## Activity
Starting with the line that contains "the gray cabinet" and ending with the final line of the data below, print those lines exactly and nothing else.

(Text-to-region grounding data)

---------------

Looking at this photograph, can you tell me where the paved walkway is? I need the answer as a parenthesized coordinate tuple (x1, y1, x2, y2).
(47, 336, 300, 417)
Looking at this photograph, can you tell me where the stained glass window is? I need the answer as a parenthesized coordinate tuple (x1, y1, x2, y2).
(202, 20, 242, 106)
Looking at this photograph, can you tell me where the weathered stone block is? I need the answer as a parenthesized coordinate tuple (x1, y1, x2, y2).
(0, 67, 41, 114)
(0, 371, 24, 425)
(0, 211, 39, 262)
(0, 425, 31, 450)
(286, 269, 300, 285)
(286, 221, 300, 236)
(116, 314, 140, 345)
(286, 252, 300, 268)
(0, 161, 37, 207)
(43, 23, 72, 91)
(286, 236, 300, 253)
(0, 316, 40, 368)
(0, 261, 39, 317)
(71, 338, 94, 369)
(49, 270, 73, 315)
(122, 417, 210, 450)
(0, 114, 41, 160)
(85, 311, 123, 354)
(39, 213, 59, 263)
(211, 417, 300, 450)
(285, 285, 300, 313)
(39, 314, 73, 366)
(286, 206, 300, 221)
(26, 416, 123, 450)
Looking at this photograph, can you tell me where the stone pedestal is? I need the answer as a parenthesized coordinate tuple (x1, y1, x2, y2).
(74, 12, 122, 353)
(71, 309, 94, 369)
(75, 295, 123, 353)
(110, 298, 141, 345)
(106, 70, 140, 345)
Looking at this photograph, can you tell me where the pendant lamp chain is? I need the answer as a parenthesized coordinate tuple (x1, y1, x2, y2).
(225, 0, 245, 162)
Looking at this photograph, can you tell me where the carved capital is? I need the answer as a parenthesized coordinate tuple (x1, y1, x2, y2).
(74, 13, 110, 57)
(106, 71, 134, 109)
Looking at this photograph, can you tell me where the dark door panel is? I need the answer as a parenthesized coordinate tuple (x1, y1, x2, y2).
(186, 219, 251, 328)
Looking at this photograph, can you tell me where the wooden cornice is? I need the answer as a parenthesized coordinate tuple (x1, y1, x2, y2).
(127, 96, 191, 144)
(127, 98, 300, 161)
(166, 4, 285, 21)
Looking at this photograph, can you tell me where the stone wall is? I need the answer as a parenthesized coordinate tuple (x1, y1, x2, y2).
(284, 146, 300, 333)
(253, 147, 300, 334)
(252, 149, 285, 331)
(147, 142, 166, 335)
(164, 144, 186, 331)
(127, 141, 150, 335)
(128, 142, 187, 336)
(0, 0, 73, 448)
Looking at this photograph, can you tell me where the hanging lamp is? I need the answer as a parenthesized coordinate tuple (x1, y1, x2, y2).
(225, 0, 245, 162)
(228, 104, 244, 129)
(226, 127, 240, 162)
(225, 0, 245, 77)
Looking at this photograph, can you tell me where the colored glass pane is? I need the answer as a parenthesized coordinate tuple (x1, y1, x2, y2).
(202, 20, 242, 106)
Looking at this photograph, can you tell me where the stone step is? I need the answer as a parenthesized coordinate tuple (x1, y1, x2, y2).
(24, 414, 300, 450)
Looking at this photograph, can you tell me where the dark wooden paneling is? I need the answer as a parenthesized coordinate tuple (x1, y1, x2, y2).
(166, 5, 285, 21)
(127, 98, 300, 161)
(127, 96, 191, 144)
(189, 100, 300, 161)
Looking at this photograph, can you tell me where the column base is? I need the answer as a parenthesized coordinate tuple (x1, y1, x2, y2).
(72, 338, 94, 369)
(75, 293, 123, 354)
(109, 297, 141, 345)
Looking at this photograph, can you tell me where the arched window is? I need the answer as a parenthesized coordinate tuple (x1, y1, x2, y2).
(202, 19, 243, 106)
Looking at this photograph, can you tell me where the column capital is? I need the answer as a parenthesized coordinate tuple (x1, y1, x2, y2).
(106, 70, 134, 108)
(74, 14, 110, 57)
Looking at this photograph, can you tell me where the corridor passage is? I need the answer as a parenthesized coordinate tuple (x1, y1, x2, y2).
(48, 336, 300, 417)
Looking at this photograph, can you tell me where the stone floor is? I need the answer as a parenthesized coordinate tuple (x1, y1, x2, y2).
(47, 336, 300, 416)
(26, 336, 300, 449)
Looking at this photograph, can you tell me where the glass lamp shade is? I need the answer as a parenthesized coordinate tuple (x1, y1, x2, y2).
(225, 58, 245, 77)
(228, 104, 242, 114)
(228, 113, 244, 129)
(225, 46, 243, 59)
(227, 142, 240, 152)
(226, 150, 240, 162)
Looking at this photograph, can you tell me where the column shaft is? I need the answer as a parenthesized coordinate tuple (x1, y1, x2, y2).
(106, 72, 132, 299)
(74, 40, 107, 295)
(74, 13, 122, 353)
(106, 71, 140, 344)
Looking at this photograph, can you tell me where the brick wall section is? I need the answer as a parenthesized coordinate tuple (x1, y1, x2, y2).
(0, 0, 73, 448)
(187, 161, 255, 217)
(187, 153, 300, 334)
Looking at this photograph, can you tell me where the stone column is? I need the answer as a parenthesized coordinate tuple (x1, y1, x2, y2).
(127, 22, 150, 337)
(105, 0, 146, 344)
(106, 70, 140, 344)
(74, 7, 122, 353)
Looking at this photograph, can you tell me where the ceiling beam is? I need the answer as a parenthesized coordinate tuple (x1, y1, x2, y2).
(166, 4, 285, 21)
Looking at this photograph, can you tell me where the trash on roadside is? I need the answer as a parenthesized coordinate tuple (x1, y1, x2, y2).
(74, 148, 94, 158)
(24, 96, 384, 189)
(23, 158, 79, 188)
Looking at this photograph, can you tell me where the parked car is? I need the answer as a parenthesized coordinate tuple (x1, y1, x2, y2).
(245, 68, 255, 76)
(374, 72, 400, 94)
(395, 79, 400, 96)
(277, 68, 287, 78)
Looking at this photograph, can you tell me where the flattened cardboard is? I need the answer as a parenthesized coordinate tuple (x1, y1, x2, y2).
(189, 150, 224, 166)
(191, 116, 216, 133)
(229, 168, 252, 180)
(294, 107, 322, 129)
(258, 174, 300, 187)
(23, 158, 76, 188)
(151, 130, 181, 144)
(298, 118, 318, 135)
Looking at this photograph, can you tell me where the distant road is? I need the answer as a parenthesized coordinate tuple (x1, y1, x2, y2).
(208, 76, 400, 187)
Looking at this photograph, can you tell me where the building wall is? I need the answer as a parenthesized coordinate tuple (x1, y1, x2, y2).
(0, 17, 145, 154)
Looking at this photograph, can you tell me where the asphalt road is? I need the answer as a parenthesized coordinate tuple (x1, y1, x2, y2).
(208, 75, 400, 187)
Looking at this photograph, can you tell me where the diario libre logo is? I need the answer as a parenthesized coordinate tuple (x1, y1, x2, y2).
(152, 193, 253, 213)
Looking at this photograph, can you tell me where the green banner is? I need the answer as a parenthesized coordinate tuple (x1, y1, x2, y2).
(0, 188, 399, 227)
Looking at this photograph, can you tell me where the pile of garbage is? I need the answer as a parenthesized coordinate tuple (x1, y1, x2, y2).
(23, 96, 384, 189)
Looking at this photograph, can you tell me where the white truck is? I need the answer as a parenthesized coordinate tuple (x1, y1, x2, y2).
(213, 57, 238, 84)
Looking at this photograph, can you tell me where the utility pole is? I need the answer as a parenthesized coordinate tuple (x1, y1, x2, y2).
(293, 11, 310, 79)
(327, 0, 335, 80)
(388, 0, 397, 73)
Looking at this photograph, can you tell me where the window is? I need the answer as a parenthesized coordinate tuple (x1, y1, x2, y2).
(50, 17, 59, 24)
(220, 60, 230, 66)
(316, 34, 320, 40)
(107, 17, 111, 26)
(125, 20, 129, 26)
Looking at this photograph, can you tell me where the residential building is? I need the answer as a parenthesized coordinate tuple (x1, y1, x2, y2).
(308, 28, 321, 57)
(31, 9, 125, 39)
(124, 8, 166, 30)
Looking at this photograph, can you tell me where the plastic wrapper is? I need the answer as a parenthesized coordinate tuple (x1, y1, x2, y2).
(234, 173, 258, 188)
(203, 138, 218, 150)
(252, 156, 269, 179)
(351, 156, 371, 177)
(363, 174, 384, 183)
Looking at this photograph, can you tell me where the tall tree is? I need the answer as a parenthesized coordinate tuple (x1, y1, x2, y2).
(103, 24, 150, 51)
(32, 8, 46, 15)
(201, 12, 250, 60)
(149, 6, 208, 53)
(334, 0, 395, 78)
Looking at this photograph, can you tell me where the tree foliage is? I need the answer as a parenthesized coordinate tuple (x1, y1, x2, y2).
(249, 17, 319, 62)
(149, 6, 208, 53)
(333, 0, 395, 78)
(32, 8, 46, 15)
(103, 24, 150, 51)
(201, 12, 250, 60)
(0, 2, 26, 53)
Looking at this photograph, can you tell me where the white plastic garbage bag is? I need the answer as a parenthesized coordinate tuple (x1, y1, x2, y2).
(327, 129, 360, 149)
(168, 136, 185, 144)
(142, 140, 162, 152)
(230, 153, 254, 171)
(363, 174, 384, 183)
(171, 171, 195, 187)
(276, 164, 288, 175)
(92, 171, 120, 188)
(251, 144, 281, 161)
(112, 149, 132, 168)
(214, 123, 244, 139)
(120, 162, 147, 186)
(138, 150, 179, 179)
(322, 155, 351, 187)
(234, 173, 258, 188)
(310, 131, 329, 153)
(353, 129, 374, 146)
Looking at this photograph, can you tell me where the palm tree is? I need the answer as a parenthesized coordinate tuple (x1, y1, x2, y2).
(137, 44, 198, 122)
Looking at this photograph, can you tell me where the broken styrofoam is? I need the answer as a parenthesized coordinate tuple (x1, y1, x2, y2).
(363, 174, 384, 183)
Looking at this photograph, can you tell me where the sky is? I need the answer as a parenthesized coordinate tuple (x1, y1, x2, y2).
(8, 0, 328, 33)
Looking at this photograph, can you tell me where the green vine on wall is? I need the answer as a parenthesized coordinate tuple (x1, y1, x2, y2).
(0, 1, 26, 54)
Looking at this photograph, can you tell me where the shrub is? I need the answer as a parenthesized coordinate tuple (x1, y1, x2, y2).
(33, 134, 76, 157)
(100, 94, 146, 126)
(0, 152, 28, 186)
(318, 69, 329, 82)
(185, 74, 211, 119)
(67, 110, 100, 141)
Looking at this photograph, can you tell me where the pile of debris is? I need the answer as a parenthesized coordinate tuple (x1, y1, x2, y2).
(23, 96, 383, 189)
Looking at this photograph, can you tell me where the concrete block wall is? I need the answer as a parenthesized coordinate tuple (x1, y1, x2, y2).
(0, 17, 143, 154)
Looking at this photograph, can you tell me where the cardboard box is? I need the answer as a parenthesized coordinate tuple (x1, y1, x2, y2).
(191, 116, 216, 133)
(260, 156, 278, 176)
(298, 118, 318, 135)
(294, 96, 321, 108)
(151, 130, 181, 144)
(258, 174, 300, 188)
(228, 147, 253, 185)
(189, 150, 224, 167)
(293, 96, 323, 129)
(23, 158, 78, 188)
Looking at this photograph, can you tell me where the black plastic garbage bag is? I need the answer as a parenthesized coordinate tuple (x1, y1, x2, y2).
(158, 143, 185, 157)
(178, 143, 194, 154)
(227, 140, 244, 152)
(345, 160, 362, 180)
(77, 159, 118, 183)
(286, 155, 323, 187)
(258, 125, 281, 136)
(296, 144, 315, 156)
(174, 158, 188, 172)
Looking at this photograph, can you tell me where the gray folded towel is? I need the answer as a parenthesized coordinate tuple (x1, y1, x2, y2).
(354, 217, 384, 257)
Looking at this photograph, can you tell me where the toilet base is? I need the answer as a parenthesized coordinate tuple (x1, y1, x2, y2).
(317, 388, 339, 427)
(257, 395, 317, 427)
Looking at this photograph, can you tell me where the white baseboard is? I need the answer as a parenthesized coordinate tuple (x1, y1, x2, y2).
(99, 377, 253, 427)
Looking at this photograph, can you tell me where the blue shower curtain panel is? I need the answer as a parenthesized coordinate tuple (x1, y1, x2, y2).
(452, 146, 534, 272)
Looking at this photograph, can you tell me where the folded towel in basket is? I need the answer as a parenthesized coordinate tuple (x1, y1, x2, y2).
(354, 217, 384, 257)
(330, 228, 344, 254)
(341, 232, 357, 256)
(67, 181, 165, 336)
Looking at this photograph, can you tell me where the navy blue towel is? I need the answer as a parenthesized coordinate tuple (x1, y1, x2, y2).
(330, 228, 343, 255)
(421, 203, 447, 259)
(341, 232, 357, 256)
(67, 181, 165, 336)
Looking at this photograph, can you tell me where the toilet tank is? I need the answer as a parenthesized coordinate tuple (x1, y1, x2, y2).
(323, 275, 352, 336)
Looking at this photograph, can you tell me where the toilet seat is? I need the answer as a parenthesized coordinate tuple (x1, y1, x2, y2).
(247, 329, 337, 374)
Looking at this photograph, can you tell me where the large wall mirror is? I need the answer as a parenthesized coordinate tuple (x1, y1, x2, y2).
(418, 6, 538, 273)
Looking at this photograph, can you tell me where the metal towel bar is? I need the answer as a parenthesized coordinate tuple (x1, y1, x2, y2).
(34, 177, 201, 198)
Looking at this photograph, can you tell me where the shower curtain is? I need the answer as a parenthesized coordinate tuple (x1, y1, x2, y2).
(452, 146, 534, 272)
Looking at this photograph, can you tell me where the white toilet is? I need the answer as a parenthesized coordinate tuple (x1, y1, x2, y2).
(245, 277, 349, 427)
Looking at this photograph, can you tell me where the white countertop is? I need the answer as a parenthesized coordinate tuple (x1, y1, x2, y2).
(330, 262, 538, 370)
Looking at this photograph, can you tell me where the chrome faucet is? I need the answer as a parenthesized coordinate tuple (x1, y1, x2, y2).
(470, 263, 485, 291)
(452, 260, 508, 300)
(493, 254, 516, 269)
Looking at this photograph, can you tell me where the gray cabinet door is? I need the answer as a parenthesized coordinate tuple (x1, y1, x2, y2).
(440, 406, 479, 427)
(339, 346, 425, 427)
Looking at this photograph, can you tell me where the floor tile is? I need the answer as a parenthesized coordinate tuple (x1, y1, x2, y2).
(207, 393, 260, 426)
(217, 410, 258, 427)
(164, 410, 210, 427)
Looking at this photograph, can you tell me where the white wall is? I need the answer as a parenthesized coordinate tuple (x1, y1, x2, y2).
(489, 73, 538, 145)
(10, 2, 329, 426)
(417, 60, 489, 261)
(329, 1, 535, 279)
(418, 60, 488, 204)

---------------

## Result of the task
Looking at this photograph, can you tell me where the gray cabinet door is? I need the answer as a parenthesized coordinate tuple (x1, y1, x2, y2).
(440, 406, 479, 427)
(339, 346, 425, 427)
Looking at this photograph, can you tell me where the floor tile is? I need the answer as a parenthesized coordinate tuple (x1, y1, x2, y2).
(207, 393, 260, 426)
(217, 410, 258, 427)
(164, 410, 210, 427)
Looking at this photograph, can you tell me where the white wall is? I need the answer as a parenthesized coordinate tuple (x1, y1, x2, y2).
(489, 73, 538, 145)
(10, 2, 329, 426)
(417, 60, 489, 261)
(329, 1, 535, 279)
(418, 60, 488, 204)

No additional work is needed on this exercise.